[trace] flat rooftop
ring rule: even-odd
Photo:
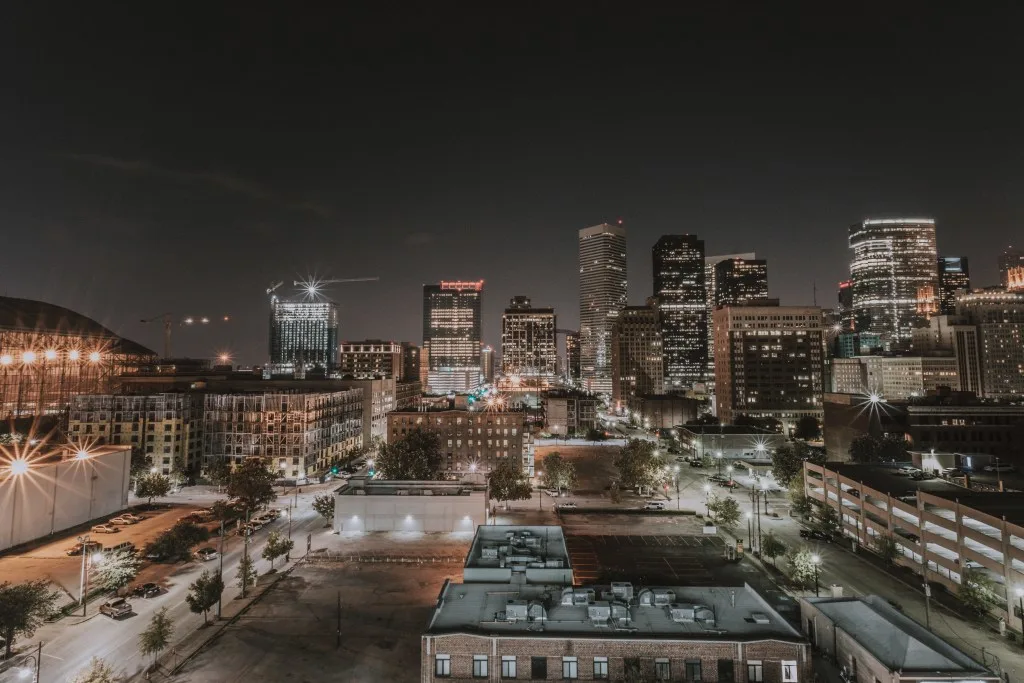
[[[560,588],[445,582],[427,633],[804,640],[749,585]]]
[[[964,652],[904,616],[877,595],[863,598],[805,598],[891,671],[989,672]]]

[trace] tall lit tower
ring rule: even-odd
[[[665,234],[651,249],[660,310],[665,390],[689,389],[708,372],[708,291],[703,240]]]
[[[921,297],[934,300],[939,292],[935,221],[867,218],[850,226],[850,249],[854,316],[866,326],[858,331],[909,340]]]
[[[611,329],[626,307],[626,228],[580,230],[580,365],[583,385],[611,393]]]

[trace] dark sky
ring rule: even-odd
[[[142,316],[230,313],[174,350],[254,362],[264,290],[311,271],[380,275],[335,291],[345,339],[419,341],[441,279],[486,281],[493,344],[515,294],[574,327],[604,220],[634,303],[666,232],[795,304],[834,301],[864,216],[934,216],[977,285],[1024,242],[1012,3],[364,4],[5,4],[2,291],[157,349]]]

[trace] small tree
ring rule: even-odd
[[[224,580],[220,578],[220,574],[204,571],[188,587],[188,595],[185,596],[185,602],[188,603],[188,609],[194,613],[203,612],[203,624],[205,625],[207,623],[207,614],[217,604],[217,600],[220,599],[220,594],[223,591]]]
[[[157,664],[157,657],[170,645],[171,636],[174,635],[174,624],[167,615],[167,607],[161,607],[150,620],[150,626],[138,636],[138,650],[143,656],[153,655],[153,664]]]
[[[487,475],[487,488],[490,500],[501,501],[506,510],[509,501],[528,501],[532,493],[522,469],[516,468],[511,462],[501,463]]]
[[[88,666],[78,672],[71,683],[115,683],[117,680],[113,667],[99,657],[92,657]]]
[[[92,583],[104,591],[121,590],[138,575],[142,560],[134,552],[111,553],[92,564]]]
[[[171,489],[171,480],[159,472],[151,472],[139,477],[135,483],[135,495],[139,498],[148,499],[147,505],[153,505],[153,499],[167,496]]]
[[[776,557],[785,555],[785,544],[782,543],[774,531],[768,531],[761,539],[761,554],[771,560],[771,563],[778,567]]]
[[[313,510],[329,522],[334,521],[334,496],[322,494],[313,499]]]
[[[31,637],[43,621],[53,611],[57,593],[50,590],[43,579],[25,584],[0,584],[0,636],[3,636],[4,658],[10,657],[10,648],[19,636]]]

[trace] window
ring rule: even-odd
[[[580,678],[578,666],[575,657],[562,657],[562,678]]]
[[[515,655],[502,655],[502,678],[515,678]]]
[[[548,657],[529,658],[529,677],[540,679],[548,677]]]
[[[434,676],[447,678],[452,675],[452,655],[438,654],[434,657]]]
[[[473,655],[473,678],[486,678],[487,677],[487,655],[486,654],[474,654]]]

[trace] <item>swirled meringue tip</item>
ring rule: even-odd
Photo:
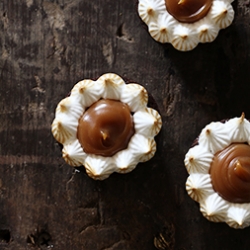
[[[111,156],[86,153],[77,137],[80,118],[101,99],[125,103],[132,117],[134,134],[127,148]],[[54,138],[63,145],[62,156],[66,163],[72,167],[83,165],[91,178],[103,180],[113,172],[128,173],[139,162],[150,160],[156,152],[154,137],[161,129],[162,120],[159,113],[147,105],[148,93],[143,86],[126,84],[114,73],[75,84],[70,96],[58,103],[51,125]]]
[[[228,201],[217,193],[210,167],[217,153],[233,143],[250,145],[249,138],[250,122],[244,113],[225,122],[211,122],[202,129],[196,145],[188,150],[184,159],[189,173],[186,190],[200,204],[203,216],[212,222],[225,222],[235,229],[250,226],[250,202]]]
[[[213,0],[205,17],[193,23],[180,22],[166,9],[165,0],[139,0],[138,13],[157,42],[171,43],[179,51],[190,51],[198,43],[215,40],[219,30],[234,19],[233,0]]]

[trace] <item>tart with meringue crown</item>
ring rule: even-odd
[[[187,192],[203,216],[233,228],[250,225],[250,122],[244,113],[208,124],[184,163]]]
[[[78,82],[57,105],[51,125],[64,160],[84,165],[90,177],[103,180],[151,159],[162,120],[147,103],[145,88],[113,73]]]
[[[234,19],[233,0],[139,0],[138,13],[150,35],[189,51],[212,42]]]

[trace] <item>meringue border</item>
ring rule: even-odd
[[[250,145],[250,122],[244,113],[222,122],[208,124],[198,138],[198,144],[189,149],[184,164],[189,173],[186,190],[189,196],[200,203],[203,216],[213,222],[226,222],[232,228],[250,225],[250,203],[232,203],[214,191],[209,168],[216,152],[231,143]]]
[[[180,51],[194,49],[198,43],[212,42],[220,29],[234,19],[233,0],[213,0],[208,14],[194,23],[184,23],[170,15],[165,0],[139,0],[138,13],[157,42],[171,43]]]
[[[132,113],[135,134],[128,147],[112,157],[86,154],[77,139],[78,120],[93,103],[100,99],[113,99],[126,103]],[[148,94],[136,83],[126,84],[113,73],[107,73],[96,81],[83,80],[72,89],[69,97],[59,102],[51,125],[54,138],[63,144],[62,156],[71,166],[84,165],[87,174],[103,180],[113,172],[128,173],[139,162],[150,160],[156,152],[156,136],[162,126],[159,113],[147,107]]]

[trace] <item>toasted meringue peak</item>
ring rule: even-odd
[[[139,84],[126,84],[121,93],[121,102],[127,103],[131,112],[136,112],[147,106],[148,93]]]
[[[172,45],[180,51],[188,51],[198,44],[198,36],[190,24],[179,24],[175,27],[172,36]]]
[[[213,154],[204,147],[196,145],[189,149],[185,157],[185,165],[189,174],[202,173],[208,174]]]
[[[227,224],[233,228],[250,225],[250,204],[234,204],[228,209]]]
[[[165,9],[165,2],[162,0],[141,0],[138,5],[139,15],[146,23],[156,19],[159,13],[164,13]]]
[[[202,214],[210,221],[220,222],[227,218],[228,202],[223,200],[217,193],[206,197],[200,204]]]
[[[186,182],[189,196],[199,202],[214,192],[209,174],[192,174]]]
[[[171,43],[175,49],[189,51],[198,43],[212,42],[220,29],[234,18],[233,0],[214,0],[208,14],[193,23],[184,23],[170,15],[165,0],[139,0],[138,13],[148,25],[150,35],[160,43]],[[178,4],[181,4],[179,1]]]
[[[232,143],[249,143],[250,122],[241,117],[224,123],[212,122],[202,130],[198,144],[185,156],[190,174],[186,182],[189,196],[200,203],[200,211],[210,221],[226,222],[233,228],[250,226],[250,203],[233,203],[222,198],[213,188],[210,166],[214,155]]]
[[[81,166],[87,156],[78,140],[66,144],[62,153],[64,160],[73,167]]]
[[[226,125],[230,127],[229,133],[232,142],[249,142],[250,122],[245,119],[244,113],[241,117],[230,119]]]
[[[204,18],[197,23],[197,32],[200,43],[210,43],[217,37],[219,27],[209,23],[207,18]]]
[[[108,178],[116,169],[109,157],[97,155],[88,155],[84,165],[87,174],[95,180]]]
[[[92,104],[100,99],[119,100],[128,105],[135,128],[126,149],[113,156],[86,154],[77,138],[79,119]],[[51,131],[63,144],[63,158],[75,167],[84,165],[93,179],[103,180],[113,172],[128,173],[139,162],[151,159],[156,151],[154,136],[162,126],[159,113],[147,107],[148,94],[139,84],[125,84],[113,73],[102,75],[96,81],[83,80],[72,89],[71,95],[59,102]]]
[[[234,19],[234,10],[227,1],[215,0],[211,7],[211,19],[220,29],[228,27]]]
[[[222,150],[228,145],[228,130],[221,122],[212,122],[207,125],[199,136],[199,144],[208,148],[212,153]]]
[[[142,135],[154,137],[162,126],[159,113],[152,109],[142,109],[134,114],[135,130]]]

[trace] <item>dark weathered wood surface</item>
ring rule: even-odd
[[[203,218],[183,164],[204,125],[250,118],[249,1],[233,6],[215,42],[181,53],[134,0],[0,1],[1,250],[153,250],[164,230],[169,249],[250,249],[250,228]],[[64,162],[50,124],[76,82],[105,72],[142,84],[163,128],[152,160],[100,182]]]

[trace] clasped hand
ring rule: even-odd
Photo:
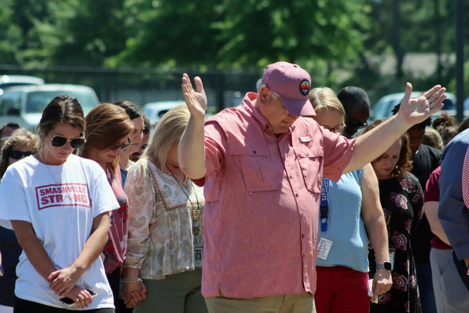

Do this: Tally the lines of the records above that contain the string "trace", treating uppercase and lowercase as different, and give only the number.

The output: 11